- [Your instructions]:
Rewrite the lines from the one containing "Run detection for metal" through the end of the records, changing every "frame" to "image" and leaving everything else as it is.

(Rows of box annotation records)
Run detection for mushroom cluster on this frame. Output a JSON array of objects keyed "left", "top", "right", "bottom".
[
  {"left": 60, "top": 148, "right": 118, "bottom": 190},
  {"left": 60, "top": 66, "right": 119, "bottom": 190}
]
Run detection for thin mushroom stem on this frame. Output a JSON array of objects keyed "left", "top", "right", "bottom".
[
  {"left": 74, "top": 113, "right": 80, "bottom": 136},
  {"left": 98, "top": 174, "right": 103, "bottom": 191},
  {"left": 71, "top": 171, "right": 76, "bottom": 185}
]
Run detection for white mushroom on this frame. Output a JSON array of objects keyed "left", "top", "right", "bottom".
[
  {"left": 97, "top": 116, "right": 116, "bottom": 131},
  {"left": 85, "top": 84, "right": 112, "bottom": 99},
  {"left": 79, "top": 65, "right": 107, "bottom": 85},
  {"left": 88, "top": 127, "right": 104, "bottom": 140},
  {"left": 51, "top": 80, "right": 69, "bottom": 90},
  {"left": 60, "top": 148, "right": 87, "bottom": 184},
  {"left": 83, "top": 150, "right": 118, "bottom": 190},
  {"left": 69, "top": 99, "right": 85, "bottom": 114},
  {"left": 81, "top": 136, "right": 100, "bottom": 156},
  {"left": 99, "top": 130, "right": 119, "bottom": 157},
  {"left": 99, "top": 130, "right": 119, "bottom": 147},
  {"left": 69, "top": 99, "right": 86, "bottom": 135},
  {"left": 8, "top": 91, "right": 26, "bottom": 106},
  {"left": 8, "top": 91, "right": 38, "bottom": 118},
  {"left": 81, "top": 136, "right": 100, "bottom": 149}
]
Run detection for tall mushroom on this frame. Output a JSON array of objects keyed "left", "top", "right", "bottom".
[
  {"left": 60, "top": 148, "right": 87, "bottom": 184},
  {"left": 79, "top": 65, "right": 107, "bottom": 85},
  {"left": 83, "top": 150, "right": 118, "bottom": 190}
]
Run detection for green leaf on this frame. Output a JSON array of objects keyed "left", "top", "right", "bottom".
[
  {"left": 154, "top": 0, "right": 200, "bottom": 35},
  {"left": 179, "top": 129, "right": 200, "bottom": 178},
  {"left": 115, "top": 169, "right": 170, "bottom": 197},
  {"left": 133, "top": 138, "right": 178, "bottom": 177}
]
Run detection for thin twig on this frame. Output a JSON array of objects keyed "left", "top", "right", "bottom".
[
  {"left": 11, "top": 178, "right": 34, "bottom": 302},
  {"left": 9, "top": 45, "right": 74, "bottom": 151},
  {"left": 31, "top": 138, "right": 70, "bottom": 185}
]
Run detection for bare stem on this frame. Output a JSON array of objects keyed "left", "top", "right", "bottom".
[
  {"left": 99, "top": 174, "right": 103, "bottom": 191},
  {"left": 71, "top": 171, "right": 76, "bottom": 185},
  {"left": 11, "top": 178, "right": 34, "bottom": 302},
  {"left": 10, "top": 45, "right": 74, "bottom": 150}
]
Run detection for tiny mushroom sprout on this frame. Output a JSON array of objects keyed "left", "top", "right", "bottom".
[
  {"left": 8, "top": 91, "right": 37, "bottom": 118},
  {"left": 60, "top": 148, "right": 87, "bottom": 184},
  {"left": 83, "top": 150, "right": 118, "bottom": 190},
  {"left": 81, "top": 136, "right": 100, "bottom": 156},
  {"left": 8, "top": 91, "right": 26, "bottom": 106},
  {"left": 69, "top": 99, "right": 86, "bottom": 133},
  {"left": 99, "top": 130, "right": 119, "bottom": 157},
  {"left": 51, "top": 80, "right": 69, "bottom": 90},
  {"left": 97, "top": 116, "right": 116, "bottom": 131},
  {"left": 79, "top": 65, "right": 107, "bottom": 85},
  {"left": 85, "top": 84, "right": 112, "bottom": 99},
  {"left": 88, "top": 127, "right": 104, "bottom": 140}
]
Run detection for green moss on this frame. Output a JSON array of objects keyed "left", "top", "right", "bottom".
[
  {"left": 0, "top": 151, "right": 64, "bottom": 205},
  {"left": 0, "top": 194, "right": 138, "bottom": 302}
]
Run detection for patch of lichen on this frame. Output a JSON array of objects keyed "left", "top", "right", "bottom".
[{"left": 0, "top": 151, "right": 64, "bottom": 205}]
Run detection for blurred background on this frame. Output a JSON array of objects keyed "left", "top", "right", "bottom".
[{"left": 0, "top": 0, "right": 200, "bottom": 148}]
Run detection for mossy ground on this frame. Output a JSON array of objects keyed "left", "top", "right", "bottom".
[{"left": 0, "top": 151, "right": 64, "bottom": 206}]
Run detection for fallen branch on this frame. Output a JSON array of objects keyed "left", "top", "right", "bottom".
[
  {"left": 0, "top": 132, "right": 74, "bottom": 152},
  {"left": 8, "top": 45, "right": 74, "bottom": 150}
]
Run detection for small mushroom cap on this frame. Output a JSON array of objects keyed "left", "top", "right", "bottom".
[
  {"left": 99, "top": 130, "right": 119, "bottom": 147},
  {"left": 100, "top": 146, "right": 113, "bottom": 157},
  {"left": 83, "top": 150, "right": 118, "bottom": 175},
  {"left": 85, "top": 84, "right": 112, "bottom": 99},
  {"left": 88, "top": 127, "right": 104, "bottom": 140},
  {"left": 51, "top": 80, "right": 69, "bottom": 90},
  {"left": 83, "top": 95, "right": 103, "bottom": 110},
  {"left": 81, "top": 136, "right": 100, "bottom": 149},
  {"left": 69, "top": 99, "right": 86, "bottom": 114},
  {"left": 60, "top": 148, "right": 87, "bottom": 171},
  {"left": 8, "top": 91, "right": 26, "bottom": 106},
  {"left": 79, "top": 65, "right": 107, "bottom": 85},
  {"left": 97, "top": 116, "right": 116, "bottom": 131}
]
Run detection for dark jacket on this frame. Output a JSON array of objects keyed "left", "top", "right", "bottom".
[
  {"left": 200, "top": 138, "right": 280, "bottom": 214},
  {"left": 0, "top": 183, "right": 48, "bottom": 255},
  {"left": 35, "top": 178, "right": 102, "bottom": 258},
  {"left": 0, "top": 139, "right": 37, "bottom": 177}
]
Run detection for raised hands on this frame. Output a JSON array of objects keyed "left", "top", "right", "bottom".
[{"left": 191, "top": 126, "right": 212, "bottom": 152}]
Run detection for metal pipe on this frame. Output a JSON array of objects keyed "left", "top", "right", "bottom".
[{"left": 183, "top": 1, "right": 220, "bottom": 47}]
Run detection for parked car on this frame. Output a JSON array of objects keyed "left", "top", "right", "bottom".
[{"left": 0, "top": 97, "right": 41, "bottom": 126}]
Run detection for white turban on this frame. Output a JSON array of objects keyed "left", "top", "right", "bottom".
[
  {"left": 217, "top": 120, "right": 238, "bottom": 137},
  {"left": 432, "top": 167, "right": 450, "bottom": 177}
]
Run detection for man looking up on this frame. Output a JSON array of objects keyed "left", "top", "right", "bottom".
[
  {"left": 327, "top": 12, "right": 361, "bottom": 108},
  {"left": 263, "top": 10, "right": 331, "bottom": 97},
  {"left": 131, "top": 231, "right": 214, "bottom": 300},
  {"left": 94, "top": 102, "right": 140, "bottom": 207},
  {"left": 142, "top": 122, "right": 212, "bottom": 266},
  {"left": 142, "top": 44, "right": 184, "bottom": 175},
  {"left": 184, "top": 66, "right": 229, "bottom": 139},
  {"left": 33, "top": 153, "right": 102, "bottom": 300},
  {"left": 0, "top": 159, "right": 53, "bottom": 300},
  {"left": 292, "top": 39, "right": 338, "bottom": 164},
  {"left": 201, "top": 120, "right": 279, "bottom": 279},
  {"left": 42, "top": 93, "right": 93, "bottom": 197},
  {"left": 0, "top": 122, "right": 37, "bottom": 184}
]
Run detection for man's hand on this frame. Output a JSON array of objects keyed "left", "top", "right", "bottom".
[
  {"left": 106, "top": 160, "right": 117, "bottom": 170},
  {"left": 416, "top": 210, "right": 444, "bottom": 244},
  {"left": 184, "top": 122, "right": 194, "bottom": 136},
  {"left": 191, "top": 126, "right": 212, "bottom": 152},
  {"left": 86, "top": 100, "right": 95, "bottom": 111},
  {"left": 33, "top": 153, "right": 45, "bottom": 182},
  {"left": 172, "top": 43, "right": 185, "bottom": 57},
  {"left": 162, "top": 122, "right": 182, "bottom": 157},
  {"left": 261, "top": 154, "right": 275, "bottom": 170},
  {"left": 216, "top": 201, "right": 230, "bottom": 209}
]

- [Solution for this task]:
Run detection for metal pipe on this image. Output a JSON array of objects keyed "left", "top", "right", "bottom".
[{"left": 183, "top": 1, "right": 220, "bottom": 47}]
Run detection for parked car on this image. Output a JSON array of objects keyed "left", "top", "right", "bottom".
[{"left": 0, "top": 97, "right": 41, "bottom": 126}]
Run detection for white turban on this image. Output a JSON array of objects keyed "left", "top", "right", "bottom".
[
  {"left": 217, "top": 120, "right": 238, "bottom": 137},
  {"left": 432, "top": 167, "right": 450, "bottom": 177}
]
Run detection for man looking up on this image. Output a JSON array of objects keyed "left", "top", "right", "bottom".
[
  {"left": 327, "top": 12, "right": 361, "bottom": 108},
  {"left": 263, "top": 10, "right": 331, "bottom": 97},
  {"left": 131, "top": 231, "right": 214, "bottom": 300},
  {"left": 94, "top": 102, "right": 140, "bottom": 207},
  {"left": 142, "top": 122, "right": 212, "bottom": 266},
  {"left": 142, "top": 44, "right": 184, "bottom": 175},
  {"left": 184, "top": 66, "right": 229, "bottom": 139},
  {"left": 33, "top": 153, "right": 102, "bottom": 300},
  {"left": 0, "top": 159, "right": 53, "bottom": 300},
  {"left": 292, "top": 39, "right": 338, "bottom": 164},
  {"left": 201, "top": 120, "right": 279, "bottom": 279},
  {"left": 42, "top": 93, "right": 93, "bottom": 197},
  {"left": 0, "top": 122, "right": 37, "bottom": 184}
]
Run detection for man's hand on this image. Output a JSON array of objects keyed "left", "top", "right", "bottom".
[
  {"left": 106, "top": 160, "right": 117, "bottom": 170},
  {"left": 416, "top": 210, "right": 444, "bottom": 244},
  {"left": 184, "top": 122, "right": 194, "bottom": 136},
  {"left": 191, "top": 126, "right": 212, "bottom": 152},
  {"left": 86, "top": 100, "right": 95, "bottom": 111},
  {"left": 33, "top": 153, "right": 45, "bottom": 182},
  {"left": 172, "top": 43, "right": 185, "bottom": 57},
  {"left": 162, "top": 122, "right": 182, "bottom": 157},
  {"left": 261, "top": 154, "right": 275, "bottom": 170},
  {"left": 216, "top": 201, "right": 230, "bottom": 209}
]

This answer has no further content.